For some lawmakers without outside jobs, who were tapping their credit cards or getting lines of credit to pay the bills, the passage of the final budget bill meant more than finally adopting a fiscal plan totaling about $136 billion.
So, a couple hours after the Senate acted, State Comptroller Thomas P. Di- Napoli authorized the release of the paychecks, which, by law, had been withheld after the state fiscal year began April 1 without a budget.
In all, 14 pay periods were delayed because the budget was 125 days late. That was worth $5.8 million in salaries and another $1.2 million in lulus, or stipends that many lawmakers get for heading committees or holding “leadership” titles.
Gov. David A. Paterson took a victory stroll in a telephone conference call with reporters. He said the final budget limited tax boosts—although Senate Republicans pegged increases at $2.2 billion — and avoided borrowing to close the $9.2 billion deficit.
“We did not want a budget that would go this late,” Paterson said of the fourth-latest budget in state history. But he said, the plan puts “us on the road to recovery.”
With lawmakers gone Wednesday from Albany, fiscal critics came forth. Kenneth Adams, president of the Business Council of New York State, called the spending plan an “anti-recovery budget” that raises taxes and then cuts economic development programs that companies use to create jobs.
“To business owners across the state, this budget’s a confidence-killer,” he said.
Unrelated to the budget, lawmakers could not come to terms on replacing the Power for Jobs program, which reduces electricity bills for hundreds of companies.
Paterson’s plan called for providing more cheap power for businesses that boost employment by slightly reducting the discounts that a relatively few residential customers now receive.
The Assembly, which wants to preserve the discounts, rejected the idea.
In the end, the Senate, which backed Paterson’s plan, was forced to go along with a simple, one-year extender of Power for Jobs instead of a new program.
“This is an absolute failure by the Assembly and another example of its New York City-centric leadership letting down upstate,” said Andrew Rudnick, president of the Buffalo Niagara Partnership.
▬▬▬
- Your objective: Copy the article about the late New York state budget word for word, in full.

Data listing:
▬▬▬
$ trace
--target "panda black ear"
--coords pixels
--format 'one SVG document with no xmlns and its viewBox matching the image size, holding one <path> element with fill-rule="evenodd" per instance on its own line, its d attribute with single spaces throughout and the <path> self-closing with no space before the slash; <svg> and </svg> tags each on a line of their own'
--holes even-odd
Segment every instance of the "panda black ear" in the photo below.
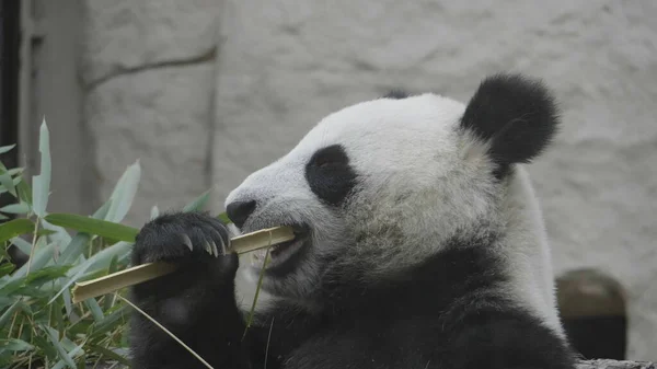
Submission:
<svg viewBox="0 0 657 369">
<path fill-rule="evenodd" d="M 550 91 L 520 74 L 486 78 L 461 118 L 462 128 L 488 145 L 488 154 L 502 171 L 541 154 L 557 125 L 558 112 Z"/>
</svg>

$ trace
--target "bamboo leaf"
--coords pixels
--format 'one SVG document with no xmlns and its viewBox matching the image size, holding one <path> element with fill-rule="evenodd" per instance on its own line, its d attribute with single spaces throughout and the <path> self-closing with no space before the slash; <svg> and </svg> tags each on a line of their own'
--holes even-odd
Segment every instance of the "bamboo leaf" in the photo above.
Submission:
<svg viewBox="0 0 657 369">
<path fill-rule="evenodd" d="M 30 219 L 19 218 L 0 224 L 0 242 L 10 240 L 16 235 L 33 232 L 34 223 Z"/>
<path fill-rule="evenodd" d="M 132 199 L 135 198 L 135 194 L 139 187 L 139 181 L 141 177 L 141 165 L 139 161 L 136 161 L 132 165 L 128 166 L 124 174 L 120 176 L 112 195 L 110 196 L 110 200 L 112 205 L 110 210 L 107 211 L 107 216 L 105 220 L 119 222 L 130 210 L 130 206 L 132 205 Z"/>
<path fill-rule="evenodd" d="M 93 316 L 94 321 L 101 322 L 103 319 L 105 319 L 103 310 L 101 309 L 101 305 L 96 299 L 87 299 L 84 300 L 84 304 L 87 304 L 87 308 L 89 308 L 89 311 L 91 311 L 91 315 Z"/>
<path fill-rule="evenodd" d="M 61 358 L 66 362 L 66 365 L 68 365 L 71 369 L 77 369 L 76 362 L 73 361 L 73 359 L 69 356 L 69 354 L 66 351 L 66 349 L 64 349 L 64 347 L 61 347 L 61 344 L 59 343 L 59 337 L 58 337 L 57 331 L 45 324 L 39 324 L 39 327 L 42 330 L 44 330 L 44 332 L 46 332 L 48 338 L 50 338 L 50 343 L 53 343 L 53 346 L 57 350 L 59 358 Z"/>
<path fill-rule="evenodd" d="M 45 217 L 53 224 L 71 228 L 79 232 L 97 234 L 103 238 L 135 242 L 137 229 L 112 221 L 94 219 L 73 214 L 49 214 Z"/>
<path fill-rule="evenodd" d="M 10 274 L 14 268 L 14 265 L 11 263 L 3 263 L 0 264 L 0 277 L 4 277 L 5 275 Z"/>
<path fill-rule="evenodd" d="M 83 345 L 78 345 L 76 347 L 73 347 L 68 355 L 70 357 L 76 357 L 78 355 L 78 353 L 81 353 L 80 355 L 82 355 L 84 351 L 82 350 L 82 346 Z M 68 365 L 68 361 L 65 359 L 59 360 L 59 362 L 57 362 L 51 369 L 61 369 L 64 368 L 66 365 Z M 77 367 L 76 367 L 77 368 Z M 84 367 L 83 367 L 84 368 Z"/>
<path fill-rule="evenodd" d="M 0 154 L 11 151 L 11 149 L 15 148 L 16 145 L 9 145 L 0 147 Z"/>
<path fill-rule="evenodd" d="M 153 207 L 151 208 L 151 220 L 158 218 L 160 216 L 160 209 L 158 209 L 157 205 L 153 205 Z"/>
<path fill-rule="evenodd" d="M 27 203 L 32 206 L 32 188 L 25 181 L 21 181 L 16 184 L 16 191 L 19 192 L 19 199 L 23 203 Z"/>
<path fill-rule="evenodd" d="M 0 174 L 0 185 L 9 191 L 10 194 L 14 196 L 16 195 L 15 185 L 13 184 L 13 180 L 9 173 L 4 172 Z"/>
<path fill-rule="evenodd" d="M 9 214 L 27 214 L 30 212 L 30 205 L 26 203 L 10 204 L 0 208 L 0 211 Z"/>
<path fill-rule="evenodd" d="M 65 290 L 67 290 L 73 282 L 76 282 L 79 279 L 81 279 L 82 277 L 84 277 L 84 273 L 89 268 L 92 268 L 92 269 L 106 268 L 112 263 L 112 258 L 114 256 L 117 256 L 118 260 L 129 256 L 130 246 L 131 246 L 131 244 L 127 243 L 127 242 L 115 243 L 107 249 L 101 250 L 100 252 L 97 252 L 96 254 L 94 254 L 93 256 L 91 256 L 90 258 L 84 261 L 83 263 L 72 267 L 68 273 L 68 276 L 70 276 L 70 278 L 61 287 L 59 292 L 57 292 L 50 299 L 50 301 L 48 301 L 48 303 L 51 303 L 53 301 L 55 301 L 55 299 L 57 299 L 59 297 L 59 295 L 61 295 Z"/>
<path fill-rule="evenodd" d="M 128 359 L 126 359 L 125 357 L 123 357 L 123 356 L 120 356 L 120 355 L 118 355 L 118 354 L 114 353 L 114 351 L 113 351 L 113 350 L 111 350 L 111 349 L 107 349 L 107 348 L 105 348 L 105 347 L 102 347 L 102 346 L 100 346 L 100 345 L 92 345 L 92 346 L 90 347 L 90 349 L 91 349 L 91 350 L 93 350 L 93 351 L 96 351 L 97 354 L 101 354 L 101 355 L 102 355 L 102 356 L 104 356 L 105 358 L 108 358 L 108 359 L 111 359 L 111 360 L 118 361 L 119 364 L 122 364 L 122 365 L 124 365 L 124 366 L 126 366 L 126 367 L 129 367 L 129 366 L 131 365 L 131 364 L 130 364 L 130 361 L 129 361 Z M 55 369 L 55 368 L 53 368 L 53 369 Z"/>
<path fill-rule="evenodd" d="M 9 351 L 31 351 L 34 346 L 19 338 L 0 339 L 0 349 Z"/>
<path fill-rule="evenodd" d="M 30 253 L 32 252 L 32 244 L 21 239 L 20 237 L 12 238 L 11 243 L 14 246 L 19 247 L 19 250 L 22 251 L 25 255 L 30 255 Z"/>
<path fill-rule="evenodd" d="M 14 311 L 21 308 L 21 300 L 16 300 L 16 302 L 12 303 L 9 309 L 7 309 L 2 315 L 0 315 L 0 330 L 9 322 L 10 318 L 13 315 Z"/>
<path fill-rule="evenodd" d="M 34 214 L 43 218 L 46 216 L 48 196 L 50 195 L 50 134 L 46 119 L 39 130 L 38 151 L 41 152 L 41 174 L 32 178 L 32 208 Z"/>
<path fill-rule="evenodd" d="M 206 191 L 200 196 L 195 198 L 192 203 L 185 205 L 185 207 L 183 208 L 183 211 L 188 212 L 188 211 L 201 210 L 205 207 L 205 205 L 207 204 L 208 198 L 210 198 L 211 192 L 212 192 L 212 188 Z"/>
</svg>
▬▬▬
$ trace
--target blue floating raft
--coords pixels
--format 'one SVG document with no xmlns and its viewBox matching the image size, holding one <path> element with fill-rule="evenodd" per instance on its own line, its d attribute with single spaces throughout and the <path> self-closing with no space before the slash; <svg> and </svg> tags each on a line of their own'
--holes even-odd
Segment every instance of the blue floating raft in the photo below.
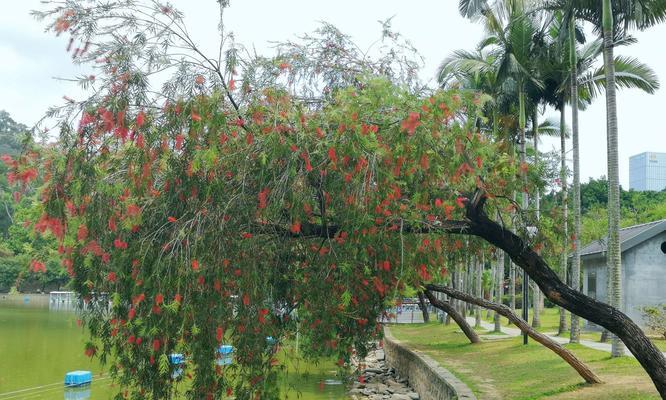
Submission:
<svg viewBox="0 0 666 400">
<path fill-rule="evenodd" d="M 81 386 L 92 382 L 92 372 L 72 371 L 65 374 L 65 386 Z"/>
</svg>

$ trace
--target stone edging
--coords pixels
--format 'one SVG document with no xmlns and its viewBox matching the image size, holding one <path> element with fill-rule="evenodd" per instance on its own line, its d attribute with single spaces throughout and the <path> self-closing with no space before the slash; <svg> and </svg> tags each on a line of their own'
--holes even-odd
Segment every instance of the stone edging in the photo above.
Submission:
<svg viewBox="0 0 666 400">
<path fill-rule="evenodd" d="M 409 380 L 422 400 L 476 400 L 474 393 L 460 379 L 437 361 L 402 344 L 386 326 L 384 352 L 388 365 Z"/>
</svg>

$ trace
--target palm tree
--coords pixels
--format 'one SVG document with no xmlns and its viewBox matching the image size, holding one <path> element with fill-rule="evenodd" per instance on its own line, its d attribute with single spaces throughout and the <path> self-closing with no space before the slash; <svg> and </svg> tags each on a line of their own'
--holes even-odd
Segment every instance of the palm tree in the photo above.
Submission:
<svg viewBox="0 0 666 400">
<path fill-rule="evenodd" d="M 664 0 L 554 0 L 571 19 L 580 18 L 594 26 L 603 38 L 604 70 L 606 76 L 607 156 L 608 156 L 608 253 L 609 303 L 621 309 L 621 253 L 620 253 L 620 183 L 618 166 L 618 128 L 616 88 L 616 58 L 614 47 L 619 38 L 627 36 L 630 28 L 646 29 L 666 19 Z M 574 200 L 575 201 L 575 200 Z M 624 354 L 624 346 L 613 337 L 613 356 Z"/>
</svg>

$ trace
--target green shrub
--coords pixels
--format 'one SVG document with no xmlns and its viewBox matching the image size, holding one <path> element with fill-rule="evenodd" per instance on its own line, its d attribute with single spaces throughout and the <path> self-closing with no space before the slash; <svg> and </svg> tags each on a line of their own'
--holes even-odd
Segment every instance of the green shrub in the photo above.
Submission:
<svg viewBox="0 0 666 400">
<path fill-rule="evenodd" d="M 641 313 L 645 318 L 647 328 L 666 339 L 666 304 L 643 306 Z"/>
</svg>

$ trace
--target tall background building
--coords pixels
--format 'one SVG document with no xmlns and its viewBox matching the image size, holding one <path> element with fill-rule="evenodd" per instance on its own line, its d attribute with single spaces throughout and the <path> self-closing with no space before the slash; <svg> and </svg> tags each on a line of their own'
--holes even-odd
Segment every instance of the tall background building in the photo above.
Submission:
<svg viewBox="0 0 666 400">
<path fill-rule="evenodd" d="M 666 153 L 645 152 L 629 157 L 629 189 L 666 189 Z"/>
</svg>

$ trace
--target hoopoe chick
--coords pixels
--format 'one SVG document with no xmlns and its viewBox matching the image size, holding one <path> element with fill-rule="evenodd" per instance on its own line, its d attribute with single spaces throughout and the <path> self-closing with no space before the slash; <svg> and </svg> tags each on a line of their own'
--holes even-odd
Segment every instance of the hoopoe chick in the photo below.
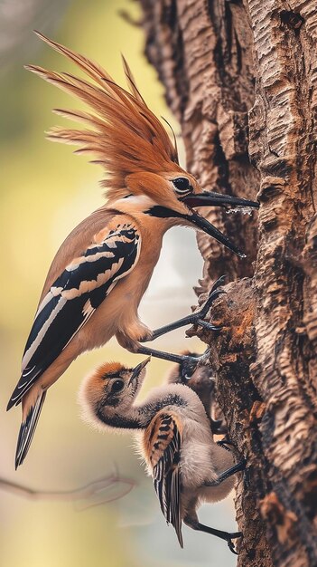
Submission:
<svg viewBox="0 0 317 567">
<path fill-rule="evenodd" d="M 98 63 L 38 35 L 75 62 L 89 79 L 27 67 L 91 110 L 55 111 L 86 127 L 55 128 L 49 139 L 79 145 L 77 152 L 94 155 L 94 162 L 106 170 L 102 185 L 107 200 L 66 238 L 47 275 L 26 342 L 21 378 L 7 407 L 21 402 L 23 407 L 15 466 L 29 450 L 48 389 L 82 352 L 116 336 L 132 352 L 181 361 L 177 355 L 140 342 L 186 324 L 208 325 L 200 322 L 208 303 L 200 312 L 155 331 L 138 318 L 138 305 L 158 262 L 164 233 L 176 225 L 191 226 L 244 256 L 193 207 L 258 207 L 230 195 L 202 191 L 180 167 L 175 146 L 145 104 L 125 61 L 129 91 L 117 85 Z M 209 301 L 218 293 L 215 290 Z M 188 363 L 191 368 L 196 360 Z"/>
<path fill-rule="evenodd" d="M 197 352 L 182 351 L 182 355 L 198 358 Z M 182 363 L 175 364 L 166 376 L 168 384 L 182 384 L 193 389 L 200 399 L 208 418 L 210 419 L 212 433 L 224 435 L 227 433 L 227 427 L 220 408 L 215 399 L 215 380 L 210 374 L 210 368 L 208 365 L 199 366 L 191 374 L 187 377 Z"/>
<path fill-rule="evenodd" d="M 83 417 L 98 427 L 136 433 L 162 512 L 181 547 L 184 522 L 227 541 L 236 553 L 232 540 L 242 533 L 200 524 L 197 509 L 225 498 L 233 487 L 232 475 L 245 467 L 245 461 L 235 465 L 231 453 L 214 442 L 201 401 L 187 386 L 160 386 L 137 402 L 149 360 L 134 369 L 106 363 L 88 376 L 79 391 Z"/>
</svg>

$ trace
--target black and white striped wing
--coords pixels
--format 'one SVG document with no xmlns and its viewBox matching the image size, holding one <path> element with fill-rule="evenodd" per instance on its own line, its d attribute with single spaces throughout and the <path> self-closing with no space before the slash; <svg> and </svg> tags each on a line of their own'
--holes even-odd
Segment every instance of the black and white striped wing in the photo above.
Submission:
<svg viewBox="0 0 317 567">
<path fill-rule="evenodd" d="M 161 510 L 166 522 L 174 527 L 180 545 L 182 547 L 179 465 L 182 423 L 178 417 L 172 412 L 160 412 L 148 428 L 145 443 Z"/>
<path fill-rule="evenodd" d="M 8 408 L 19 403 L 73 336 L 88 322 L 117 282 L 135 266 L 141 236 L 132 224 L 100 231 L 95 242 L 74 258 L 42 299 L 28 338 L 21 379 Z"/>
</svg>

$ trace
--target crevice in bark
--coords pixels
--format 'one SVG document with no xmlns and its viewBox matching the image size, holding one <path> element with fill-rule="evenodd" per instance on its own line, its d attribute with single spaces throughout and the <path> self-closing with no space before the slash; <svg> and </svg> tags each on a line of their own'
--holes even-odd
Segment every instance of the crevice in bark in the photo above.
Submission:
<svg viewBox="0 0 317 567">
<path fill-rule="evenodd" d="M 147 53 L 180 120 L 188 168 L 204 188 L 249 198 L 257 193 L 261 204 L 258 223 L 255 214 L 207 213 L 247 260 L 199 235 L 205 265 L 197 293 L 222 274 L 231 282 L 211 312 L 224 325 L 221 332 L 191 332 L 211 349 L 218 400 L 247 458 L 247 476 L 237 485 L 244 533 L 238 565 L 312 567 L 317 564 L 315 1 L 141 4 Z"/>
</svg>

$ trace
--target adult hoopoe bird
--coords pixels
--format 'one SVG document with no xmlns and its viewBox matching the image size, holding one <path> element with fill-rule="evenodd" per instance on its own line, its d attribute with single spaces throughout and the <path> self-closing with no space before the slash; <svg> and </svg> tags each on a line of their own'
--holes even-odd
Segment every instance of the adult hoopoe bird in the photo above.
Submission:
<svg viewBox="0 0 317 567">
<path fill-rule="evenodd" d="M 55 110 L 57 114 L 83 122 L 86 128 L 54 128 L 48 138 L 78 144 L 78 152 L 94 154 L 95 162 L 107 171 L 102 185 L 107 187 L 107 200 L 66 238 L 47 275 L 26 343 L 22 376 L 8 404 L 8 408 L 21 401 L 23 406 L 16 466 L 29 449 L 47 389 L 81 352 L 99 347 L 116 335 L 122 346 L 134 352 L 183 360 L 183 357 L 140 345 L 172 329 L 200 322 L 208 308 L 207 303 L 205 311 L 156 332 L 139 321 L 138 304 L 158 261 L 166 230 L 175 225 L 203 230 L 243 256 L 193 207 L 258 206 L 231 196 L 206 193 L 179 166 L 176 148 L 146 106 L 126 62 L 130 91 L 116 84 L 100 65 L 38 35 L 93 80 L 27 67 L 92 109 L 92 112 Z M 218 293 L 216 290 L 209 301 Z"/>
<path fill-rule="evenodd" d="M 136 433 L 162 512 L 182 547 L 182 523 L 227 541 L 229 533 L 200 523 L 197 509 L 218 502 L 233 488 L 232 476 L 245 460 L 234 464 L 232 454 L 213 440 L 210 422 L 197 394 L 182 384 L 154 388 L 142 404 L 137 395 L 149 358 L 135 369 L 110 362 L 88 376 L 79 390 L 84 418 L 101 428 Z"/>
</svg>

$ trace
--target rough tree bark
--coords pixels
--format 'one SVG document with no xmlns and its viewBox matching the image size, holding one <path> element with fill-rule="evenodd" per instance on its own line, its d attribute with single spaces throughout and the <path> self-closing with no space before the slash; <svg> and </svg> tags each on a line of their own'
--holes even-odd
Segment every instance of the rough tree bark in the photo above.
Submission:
▬▬▬
- Response to this task:
For some lawmakers without outside jobs, who were tapping their credit cards or getting lines of credit to pay the bills, the passage of the final budget bill meant more than finally adopting a fiscal plan totaling about $136 billion.
So, a couple hours after the Senate acted, State Comptroller Thomas P. Di- Napoli authorized the release of the paychecks, which, by law, had been withheld after the state fiscal year began April 1 without a budget.
In all, 14 pay periods were delayed because the budget was 125 days late. That was worth $5.8 million in salaries and another $1.2 million in lulus, or stipends that many lawmakers get for heading committees or holding “leadership” titles.
Gov. David A. Paterson took a victory stroll in a telephone conference call with reporters. He said the final budget limited tax boosts—although Senate Republicans pegged increases at $2.2 billion — and avoided borrowing to close the $9.2 billion deficit.
“We did not want a budget that would go this late,” Paterson said of the fourth-latest budget in state history. But he said, the plan puts “us on the road to recovery.”
With lawmakers gone Wednesday from Albany, fiscal critics came forth. Kenneth Adams, president of the Business Council of New York State, called the spending plan an “anti-recovery budget” that raises taxes and then cuts economic development programs that companies use to create jobs.
“To business owners across the state, this budget’s a confidence-killer,” he said.
Unrelated to the budget, lawmakers could not come to terms on replacing the Power for Jobs program, which reduces electricity bills for hundreds of companies.
Paterson’s plan called for providing more cheap power for businesses that boost employment by slightly reducting the discounts that a relatively few residential customers now receive.
The Assembly, which wants to preserve the discounts, rejected the idea.
In the end, the Senate, which backed Paterson’s plan, was forced to go along with a simple, one-year extender of Power for Jobs instead of a new program.
“This is an absolute failure by the Assembly and another example of its New York City-centric leadership letting down upstate,” said Andrew Rudnick, president of the Buffalo Niagara Partnership.